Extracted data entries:
□ □ □ □ □
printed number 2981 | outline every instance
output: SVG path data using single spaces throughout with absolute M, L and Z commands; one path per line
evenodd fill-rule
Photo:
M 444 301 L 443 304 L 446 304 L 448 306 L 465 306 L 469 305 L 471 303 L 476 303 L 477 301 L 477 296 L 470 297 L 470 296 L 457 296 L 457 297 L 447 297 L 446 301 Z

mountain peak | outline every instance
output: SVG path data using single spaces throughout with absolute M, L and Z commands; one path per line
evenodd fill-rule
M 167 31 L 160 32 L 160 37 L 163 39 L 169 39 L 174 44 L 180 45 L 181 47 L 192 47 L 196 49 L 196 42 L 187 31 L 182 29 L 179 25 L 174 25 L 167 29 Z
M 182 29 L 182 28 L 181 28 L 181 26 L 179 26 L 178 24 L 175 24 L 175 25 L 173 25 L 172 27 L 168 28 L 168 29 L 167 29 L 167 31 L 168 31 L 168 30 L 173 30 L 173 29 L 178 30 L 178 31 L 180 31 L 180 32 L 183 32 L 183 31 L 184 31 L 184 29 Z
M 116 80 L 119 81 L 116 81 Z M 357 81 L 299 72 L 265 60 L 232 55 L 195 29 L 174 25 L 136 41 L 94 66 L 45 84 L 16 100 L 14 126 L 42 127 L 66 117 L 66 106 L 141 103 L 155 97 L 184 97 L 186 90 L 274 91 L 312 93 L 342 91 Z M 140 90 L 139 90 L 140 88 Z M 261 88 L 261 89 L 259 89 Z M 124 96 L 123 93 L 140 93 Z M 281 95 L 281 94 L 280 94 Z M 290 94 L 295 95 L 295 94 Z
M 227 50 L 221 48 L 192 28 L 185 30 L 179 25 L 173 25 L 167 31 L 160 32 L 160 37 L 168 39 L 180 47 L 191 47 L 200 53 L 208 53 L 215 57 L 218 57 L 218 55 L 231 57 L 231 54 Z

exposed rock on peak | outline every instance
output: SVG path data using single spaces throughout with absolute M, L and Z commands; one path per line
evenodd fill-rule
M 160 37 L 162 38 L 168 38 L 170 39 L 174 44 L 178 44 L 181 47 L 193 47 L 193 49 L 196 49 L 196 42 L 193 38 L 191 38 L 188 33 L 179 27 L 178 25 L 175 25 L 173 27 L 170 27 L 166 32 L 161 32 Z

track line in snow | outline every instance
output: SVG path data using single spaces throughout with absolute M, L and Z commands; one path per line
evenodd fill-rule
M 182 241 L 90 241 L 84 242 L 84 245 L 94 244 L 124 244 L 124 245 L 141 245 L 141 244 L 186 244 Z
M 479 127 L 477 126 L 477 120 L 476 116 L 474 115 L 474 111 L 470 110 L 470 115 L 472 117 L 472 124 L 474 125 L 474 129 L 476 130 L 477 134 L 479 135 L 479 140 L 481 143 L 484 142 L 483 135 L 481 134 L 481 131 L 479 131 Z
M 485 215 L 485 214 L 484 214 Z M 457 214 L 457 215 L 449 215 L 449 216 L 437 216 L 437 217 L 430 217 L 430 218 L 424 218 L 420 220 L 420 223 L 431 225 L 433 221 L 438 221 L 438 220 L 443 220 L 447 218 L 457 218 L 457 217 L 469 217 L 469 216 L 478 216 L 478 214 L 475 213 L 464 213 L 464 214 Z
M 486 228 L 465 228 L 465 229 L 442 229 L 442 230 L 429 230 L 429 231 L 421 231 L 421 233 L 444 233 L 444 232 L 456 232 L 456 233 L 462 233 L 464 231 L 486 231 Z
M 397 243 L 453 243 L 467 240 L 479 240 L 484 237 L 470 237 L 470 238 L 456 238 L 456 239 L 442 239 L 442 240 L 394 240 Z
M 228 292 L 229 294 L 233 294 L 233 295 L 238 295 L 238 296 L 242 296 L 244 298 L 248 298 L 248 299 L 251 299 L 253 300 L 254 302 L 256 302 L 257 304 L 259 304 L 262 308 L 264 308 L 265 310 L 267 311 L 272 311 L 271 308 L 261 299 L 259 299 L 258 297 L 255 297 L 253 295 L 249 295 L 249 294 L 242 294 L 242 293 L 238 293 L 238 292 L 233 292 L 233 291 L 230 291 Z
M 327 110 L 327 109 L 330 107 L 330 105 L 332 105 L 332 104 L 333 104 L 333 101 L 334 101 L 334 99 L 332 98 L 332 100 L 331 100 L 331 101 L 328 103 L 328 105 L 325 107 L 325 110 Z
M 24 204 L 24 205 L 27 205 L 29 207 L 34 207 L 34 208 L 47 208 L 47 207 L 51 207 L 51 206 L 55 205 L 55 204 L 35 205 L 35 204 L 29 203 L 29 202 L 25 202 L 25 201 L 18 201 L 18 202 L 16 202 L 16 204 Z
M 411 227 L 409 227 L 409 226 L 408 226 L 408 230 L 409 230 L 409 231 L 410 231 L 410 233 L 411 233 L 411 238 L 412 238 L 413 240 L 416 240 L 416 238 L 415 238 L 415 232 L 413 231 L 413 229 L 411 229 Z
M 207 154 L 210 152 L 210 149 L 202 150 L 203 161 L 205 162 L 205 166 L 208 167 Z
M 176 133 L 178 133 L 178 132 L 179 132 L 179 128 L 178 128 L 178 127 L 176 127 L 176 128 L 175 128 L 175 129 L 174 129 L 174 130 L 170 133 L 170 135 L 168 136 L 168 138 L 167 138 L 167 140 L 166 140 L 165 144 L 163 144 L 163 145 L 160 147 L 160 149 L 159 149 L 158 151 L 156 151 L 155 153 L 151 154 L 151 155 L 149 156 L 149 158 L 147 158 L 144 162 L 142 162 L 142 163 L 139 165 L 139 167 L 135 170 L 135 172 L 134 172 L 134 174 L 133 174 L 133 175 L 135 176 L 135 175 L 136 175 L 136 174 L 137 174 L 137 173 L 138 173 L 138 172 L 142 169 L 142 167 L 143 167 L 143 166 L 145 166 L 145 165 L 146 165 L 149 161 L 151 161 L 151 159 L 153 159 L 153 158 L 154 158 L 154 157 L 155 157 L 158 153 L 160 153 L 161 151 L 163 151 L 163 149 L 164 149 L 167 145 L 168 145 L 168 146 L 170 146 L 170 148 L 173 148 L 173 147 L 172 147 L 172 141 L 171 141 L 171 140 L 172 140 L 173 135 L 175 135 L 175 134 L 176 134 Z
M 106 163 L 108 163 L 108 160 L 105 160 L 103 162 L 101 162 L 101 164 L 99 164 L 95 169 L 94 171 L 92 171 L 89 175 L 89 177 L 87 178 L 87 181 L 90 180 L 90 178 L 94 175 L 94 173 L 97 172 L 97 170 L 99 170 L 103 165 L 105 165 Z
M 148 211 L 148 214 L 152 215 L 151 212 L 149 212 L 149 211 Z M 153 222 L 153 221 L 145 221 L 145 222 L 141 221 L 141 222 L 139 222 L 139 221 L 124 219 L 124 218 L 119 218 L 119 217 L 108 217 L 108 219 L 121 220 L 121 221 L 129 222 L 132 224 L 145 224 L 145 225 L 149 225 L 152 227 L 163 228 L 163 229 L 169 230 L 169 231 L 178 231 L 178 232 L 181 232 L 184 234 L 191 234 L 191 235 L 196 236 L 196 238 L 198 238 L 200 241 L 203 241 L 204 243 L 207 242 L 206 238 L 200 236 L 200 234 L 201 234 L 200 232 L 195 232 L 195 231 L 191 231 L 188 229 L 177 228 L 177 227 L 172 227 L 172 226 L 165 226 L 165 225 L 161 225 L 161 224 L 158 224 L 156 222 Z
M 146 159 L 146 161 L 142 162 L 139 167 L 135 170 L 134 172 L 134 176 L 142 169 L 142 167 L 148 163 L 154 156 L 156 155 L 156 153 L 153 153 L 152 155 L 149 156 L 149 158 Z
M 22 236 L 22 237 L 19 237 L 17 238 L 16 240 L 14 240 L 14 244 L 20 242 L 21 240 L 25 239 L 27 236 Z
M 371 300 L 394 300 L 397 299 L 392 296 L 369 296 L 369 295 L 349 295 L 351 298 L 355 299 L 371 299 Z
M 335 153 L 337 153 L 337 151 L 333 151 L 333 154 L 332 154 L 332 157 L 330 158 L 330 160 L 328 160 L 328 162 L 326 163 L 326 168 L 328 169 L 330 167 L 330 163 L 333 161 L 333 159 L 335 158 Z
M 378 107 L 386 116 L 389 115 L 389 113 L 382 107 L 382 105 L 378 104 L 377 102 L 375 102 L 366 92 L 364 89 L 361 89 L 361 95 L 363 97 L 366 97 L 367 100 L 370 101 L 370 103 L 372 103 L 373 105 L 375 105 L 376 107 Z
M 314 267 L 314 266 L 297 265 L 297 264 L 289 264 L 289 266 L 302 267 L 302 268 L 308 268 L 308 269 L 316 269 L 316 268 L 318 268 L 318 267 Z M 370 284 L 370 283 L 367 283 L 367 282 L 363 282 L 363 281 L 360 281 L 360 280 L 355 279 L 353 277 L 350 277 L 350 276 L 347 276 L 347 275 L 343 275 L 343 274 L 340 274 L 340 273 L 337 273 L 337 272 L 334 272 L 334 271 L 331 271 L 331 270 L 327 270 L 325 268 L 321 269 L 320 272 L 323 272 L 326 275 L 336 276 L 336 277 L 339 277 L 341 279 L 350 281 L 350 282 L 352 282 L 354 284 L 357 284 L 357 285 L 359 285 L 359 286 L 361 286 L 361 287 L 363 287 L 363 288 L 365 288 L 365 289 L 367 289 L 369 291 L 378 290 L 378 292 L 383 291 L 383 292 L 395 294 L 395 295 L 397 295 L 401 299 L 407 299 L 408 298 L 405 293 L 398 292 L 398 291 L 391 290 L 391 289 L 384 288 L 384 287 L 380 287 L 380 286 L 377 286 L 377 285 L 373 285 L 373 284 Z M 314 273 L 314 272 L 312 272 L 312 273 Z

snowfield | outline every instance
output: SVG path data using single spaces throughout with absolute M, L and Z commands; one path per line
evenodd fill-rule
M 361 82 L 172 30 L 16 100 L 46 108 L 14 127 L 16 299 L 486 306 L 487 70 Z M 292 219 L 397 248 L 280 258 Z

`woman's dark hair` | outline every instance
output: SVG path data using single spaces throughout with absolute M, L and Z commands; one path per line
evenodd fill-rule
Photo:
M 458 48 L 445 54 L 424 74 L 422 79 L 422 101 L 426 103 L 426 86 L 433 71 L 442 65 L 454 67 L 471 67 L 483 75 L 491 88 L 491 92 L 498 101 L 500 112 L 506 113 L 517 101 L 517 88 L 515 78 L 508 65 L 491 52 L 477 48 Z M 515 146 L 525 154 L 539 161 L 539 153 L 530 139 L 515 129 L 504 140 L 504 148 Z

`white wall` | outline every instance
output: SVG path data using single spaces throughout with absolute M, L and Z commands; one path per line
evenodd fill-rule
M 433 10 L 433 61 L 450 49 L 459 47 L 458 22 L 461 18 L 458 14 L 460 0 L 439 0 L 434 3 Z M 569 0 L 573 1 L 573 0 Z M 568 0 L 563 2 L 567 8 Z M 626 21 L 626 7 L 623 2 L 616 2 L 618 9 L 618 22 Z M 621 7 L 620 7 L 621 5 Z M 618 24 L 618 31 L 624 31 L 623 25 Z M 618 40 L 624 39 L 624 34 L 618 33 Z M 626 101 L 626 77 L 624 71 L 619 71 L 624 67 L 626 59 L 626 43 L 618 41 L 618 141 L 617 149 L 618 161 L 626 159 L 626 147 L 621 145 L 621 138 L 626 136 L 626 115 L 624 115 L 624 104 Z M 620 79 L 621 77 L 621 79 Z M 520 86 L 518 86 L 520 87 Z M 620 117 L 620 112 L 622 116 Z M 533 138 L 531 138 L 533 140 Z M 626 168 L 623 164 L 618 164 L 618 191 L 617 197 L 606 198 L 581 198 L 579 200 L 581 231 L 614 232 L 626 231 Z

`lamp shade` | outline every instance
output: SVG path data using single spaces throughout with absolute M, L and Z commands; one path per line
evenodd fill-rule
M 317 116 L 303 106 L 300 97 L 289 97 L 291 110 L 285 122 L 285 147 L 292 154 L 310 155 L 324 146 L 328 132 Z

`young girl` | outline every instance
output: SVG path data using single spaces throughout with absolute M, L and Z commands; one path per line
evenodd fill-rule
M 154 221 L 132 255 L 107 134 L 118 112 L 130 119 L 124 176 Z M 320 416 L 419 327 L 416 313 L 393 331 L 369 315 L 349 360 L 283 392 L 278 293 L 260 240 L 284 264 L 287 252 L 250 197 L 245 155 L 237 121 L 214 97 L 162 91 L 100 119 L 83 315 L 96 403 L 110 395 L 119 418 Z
□ □ □ □ □
**What the exercise asks**
Filter the records above down to the lines that hold the string "every".

**Solution below**
printed number 2981 | outline every instance
mountain peak | outline every instance
exposed rock on peak | outline every instance
track line in snow | outline every instance
snowfield | outline every instance
`woman's dark hair` | outline every instance
`white wall` | outline every instance
`lamp shade` | outline every instance
`young girl` | outline every instance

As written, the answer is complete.